● TASK DIRECTIONS
Print the lines that run from the line with "column 250, row 18" to the line with "column 61, row 21", keeping both end lines, exactly as they appear in the entries below, and nothing else.

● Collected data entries
*** Block opens ***

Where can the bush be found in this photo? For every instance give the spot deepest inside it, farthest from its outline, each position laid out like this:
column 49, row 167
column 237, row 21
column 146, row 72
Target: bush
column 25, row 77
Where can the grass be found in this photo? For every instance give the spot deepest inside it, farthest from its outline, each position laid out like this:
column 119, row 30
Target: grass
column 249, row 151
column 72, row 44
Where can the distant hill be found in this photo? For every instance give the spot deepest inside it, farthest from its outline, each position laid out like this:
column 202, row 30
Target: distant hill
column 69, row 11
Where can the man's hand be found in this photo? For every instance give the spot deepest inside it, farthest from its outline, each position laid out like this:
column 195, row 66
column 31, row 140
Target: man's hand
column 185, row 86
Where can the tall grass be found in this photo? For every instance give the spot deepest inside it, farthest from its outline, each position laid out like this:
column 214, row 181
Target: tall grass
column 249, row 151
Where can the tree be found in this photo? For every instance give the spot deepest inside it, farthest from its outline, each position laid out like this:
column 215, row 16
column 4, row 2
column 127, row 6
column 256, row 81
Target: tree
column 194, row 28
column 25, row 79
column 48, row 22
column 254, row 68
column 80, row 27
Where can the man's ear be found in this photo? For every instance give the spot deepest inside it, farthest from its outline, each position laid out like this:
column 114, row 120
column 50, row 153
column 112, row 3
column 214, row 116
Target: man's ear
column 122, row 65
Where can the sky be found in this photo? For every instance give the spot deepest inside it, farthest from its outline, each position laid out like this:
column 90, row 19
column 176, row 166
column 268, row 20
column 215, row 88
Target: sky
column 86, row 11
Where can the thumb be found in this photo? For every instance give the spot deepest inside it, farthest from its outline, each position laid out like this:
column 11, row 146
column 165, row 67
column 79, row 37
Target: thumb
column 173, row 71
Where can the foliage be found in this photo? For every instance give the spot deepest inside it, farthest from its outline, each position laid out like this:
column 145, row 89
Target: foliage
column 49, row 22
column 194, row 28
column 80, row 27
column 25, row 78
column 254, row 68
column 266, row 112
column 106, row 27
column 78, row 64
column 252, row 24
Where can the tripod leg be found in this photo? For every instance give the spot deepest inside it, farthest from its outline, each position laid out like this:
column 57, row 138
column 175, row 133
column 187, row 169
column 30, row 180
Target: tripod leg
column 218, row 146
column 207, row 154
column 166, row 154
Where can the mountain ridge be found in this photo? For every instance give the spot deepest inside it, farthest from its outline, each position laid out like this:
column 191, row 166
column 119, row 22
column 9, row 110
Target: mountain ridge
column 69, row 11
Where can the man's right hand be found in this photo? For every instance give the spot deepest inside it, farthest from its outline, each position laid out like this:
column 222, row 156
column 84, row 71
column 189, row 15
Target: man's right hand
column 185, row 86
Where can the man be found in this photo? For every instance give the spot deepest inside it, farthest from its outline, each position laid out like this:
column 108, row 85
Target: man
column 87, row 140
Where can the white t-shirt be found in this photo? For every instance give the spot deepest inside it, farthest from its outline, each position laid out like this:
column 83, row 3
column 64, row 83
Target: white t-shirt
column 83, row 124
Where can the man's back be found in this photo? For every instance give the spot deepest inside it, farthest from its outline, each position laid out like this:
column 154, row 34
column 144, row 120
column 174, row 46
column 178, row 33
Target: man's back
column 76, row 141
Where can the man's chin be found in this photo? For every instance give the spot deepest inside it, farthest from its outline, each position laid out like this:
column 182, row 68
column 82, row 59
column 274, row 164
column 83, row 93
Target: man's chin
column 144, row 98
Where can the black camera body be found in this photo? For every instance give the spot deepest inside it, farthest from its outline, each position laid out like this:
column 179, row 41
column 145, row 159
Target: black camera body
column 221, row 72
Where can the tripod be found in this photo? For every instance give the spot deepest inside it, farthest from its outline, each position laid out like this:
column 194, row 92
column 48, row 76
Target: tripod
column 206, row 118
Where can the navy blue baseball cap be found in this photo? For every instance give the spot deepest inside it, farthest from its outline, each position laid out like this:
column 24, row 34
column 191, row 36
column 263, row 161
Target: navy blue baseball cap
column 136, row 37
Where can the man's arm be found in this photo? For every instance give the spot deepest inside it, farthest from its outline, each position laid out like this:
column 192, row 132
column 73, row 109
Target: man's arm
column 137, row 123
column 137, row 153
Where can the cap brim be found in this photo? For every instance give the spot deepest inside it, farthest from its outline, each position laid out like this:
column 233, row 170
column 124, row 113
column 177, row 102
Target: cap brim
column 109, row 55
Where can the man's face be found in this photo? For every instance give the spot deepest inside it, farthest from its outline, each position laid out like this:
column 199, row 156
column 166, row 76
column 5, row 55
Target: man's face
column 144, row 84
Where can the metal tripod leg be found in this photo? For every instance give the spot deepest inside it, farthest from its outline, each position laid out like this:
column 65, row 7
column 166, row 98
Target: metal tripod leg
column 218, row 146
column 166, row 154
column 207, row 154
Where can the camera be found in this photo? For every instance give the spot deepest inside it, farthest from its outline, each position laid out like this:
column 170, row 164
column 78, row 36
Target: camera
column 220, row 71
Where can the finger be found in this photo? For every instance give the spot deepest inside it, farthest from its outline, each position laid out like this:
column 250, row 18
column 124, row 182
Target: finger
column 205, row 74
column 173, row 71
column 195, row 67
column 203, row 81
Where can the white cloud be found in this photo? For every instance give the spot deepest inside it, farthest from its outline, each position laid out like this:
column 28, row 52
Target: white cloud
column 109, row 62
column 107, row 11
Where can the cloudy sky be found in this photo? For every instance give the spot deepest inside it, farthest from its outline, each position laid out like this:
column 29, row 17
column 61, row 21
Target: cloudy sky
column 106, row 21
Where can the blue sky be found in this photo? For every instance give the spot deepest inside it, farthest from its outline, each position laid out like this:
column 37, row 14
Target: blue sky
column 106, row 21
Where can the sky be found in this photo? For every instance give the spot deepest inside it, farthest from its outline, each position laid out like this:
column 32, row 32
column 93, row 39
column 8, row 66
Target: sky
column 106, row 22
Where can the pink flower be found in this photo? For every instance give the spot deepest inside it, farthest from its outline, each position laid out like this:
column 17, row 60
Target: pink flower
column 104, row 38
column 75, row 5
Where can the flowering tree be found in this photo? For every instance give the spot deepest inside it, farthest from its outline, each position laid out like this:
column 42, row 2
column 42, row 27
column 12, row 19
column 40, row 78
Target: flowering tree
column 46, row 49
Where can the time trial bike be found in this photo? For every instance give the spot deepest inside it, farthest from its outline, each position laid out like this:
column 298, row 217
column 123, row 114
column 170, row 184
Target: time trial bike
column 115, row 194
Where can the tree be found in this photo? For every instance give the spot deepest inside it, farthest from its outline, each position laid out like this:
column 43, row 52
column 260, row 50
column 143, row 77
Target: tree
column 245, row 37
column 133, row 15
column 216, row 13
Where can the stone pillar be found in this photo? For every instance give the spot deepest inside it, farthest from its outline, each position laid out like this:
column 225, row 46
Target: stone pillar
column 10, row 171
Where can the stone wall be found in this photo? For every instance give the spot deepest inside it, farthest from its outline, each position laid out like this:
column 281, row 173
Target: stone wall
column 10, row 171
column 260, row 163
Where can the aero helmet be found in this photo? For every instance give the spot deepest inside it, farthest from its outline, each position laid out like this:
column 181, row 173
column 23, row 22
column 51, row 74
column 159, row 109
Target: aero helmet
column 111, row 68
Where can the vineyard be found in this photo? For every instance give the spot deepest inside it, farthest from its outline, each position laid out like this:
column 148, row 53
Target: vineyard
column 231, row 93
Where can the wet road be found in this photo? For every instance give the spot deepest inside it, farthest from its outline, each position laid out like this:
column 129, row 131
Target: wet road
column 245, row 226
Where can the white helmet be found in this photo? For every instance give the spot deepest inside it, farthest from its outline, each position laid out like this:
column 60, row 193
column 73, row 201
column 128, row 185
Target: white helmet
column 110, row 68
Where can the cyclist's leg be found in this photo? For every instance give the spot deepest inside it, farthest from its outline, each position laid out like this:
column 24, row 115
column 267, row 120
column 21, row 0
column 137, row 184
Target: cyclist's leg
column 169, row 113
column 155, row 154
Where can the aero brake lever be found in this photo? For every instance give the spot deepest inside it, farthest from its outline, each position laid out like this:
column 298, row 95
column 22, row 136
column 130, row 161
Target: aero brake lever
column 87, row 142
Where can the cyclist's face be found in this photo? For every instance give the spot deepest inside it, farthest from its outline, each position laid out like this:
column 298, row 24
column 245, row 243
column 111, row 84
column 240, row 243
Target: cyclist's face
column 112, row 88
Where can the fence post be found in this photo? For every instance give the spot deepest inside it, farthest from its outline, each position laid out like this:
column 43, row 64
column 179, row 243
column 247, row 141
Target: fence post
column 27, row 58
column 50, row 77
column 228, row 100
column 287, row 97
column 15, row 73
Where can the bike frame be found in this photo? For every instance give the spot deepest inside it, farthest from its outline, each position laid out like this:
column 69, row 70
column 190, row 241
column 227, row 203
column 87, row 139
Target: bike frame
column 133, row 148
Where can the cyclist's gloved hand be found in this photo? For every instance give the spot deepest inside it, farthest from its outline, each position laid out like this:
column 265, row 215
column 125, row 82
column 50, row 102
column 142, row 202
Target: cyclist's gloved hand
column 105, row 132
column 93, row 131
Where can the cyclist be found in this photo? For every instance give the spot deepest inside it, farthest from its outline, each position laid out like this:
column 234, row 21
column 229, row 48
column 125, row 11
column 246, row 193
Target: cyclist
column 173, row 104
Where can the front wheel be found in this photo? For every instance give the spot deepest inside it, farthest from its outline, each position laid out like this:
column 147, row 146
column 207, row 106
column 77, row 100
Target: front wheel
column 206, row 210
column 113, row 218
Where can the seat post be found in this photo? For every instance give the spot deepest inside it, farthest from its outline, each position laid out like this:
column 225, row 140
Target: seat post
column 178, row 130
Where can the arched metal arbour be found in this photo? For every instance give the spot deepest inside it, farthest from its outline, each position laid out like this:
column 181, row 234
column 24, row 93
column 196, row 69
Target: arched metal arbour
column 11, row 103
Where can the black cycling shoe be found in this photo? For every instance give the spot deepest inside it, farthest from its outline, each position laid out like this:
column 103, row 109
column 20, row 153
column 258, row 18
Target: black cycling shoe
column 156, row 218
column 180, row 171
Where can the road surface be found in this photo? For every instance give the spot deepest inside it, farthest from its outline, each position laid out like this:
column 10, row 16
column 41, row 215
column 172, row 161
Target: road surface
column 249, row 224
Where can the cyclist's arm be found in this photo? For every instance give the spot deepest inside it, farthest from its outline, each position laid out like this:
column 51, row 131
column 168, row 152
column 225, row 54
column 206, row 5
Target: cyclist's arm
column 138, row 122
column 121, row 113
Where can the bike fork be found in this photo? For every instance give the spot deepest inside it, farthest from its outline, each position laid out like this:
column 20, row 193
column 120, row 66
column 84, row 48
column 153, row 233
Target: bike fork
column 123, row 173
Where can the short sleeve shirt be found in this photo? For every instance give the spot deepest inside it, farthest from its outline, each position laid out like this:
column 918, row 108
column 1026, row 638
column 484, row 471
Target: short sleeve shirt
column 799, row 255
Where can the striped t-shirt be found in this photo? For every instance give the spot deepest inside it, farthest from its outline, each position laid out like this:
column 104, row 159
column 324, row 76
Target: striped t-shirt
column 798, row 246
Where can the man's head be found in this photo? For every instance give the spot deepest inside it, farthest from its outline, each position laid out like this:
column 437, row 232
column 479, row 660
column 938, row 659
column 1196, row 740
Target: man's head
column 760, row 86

*** Block closes ***

● WRITTEN ANSWER
column 250, row 18
column 124, row 182
Target: finger
column 205, row 74
column 173, row 71
column 195, row 67
column 203, row 81
Where can the white cloud be found in this photo? For every instance give the spot deepest inside it, farthest from its outline, each position laid out like this:
column 28, row 52
Target: white cloud
column 109, row 62
column 107, row 11
Where can the cloudy sky be found in this photo? For every instance give the spot deepest inside it, farthest from its outline, each position laid out like this:
column 29, row 17
column 61, row 21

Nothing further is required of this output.